--- Study material Enclosed Below ---
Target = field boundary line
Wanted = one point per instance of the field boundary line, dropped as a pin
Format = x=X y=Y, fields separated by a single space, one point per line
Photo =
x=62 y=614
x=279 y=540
--- End of Enclosed Study material ---
● **What you will do**: A single number is the answer here: how many lines above carry the string "boundary"?

● **Answer to this problem**: 2